Selected text.
•••••
In [1]:
import nltk
import numpy as np
from nltk.stem import WordNetLemmatizer
from nltk.stem.porter import *
from sklearn.feature_extraction.text import  CountVectorizer,TfidfTransformer,TfidfVectorizer
from nltk.tokenize import word_tokenize
from nltk.corpus import stopwords
import pandas as pd
from tqdm import tqdm_notebook
from sklearn.model_selection import GridSearchCV
from sklearn.pipeline import Pipeline
from sklearn import svm
import time 
from sklearn.metrics import accuracy_score,precision_score,recall_score,f1_score,classification_report
from sklearn.ensemble import RandomForestClassifier

  return f(*args, **kwds)


In [2]:
train_dataframe = pd.read_csv('../Data/training.csv')
test_dataframe = pd.read_csv('../Data/testing.csv')

### Steps followed
Firstly, we will clean our data then we need to convert our cleaned text data into TFIDF vectors and then we will use those TFIDF vector as input to classifier. We will search best hyperparameters for our model. 

In [3]:
train_dataframe=train_dataframe[['Category','Article']]
test_dataframe=test_dataframe[['Category','Article']]

In [4]:
train_dataframe.head(4)

Unnamed: 0,Category,Article
0,Entertainment,"A dash of stand up comedy, lots of improvisat..."
1,Entertainment,Actor Tamannaah Bhatia is excited to have sig...
2,Entertainment,They say you never forget your first. Tri-city...
3,Entertainment,It was in the year 1968 when the Beatles were...


### Cleaning Text

In [5]:
lemmatizer=WordNetLemmatizer() #For words Lemmatization
stop_words=set(stopwords.words('english'))

In [7]:
def TokenizeText(text):
    ''' 
     Tokenizes text by removing various stopwords and lemmatizing them
    '''
    text=str(text)
    text=text.lower()
    text=re.sub('[^A-Za-z0-9\s]+', '', text)
    word_list=word_tokenize(text)
    word_list_final=[]
    for word in word_list:
        if word not in stop_words:
            word_list_final.append(lemmatizer.lemmatize(word))
    return " ".join(word_list_final)

In [8]:
%%time
train_dataframe.Article = train_dataframe.Article.apply(TokenizeText)

CPU times: user 6.71 s, sys: 68.7 ms, total: 6.78 s
Wall time: 7.18 s


In [9]:
test_dataframe.Article = test_dataframe.Article.apply(TokenizeText)

In [10]:
train_dataframe.head(2)
•••••
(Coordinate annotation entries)
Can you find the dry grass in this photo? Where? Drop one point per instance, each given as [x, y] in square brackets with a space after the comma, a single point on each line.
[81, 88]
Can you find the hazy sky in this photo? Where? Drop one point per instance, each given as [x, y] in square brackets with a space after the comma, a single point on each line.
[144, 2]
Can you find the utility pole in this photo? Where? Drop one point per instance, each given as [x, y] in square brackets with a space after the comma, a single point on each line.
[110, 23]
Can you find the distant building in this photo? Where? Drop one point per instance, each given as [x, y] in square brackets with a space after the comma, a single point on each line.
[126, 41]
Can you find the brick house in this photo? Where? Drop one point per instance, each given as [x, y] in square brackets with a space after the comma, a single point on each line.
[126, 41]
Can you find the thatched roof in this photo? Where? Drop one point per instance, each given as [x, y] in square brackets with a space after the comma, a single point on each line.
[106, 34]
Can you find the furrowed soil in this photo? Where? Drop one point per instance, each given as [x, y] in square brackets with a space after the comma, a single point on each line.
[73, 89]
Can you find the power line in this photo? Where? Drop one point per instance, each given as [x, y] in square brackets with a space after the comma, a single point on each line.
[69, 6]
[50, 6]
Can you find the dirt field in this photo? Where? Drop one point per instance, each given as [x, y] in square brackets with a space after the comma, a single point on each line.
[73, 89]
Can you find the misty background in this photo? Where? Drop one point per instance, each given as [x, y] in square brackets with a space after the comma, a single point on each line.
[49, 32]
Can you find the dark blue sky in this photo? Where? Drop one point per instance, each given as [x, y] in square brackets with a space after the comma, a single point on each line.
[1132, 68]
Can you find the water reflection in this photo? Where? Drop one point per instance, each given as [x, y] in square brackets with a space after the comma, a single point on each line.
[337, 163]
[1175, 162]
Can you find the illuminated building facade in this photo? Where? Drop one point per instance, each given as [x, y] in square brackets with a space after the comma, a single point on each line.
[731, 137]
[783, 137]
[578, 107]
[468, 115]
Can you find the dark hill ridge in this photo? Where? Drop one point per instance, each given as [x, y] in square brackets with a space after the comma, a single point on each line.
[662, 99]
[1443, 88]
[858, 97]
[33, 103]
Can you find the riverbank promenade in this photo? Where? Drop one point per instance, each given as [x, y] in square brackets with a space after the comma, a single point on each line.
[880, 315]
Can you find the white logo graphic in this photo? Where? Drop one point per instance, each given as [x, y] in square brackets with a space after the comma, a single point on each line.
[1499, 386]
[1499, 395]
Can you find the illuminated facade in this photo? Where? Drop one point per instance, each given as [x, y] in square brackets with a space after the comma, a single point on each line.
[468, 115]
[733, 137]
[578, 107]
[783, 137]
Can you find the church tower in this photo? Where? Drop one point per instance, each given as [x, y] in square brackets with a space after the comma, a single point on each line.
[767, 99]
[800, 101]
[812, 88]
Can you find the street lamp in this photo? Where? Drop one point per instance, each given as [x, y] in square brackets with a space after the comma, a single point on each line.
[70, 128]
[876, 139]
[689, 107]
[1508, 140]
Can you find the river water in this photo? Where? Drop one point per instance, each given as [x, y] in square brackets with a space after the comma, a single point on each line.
•••••
Stated problem 1. Pick out each line of the entries that contains the string "building", treating uppercase and lowercase as different.
Stated problem 2. Continue the news article classification notebook from the point where it stops.

Task result 1.
Can you find the distant building in this photo? Where? Drop one point per instance, each given as [x, y] in square brackets with a space after the comma, a single point on each line.
Can you find the illuminated building facade in this photo? Where? Drop one point per instance, each given as [x, y] in square brackets with a space after the comma, a single point on each line.

Task result 2.
Unnamed: 0,Category,Article
0,Entertainment,dash stand comedy lot improvisation ton audien...
1,Entertainment,actor tamannaah bhatia excited signed acclaime...


## Finding optimal TFIDF paramters

In [11]:
temp_tf= TfidfVectorizer()
temp_tf.fit(train_dataframe.Article)

TfidfVectorizer(analyzer='word', binary=False, decode_error='strict',
                dtype=<class 'numpy.float64'>, encoding='utf-8',
                input='content', lowercase=True, max_df=1.0, max_features=None,
                min_df=1, ngram_range=(1, 1), norm='l2', preprocessor=None,
                smooth_idf=True, stop_words=None, strip_accents=None,
                sublinear_tf=False, token_pattern='(?u)\\b\\w\\w+\\b',
                tokenizer=None, use_idf=True, vocabulary=None)

In [12]:
len(temp_tf.vocabulary_)

37107

### We will now  find best parameeters for SVM

In [16]:
tfidfvectorizer=TfidfVectorizer(analyzer='word', binary=False,
                                 decode_error='strict',
                                 encoding='utf-8', input='content',
                                 lowercase=True, max_df=0.5, max_features=40000,
                                 min_df=1, ngram_range=(1, 2), norm='l2',
                                 preprocessor=None, smooth_idf=True,
                                 stop_words=None, strip_accents=None,
                                 sublinear_tf=False,
                                 tokenizer=None, use_idf=True,
                                 vocabulary=None)

In [58]:
## we will combine train and test data to obtain merged Articles. Then we would fit above found TFIDf on given articles. 

In [17]:
tfidfvectorizer.fit(pd.concat([train_dataframe,test_dataframe])['Article'].values)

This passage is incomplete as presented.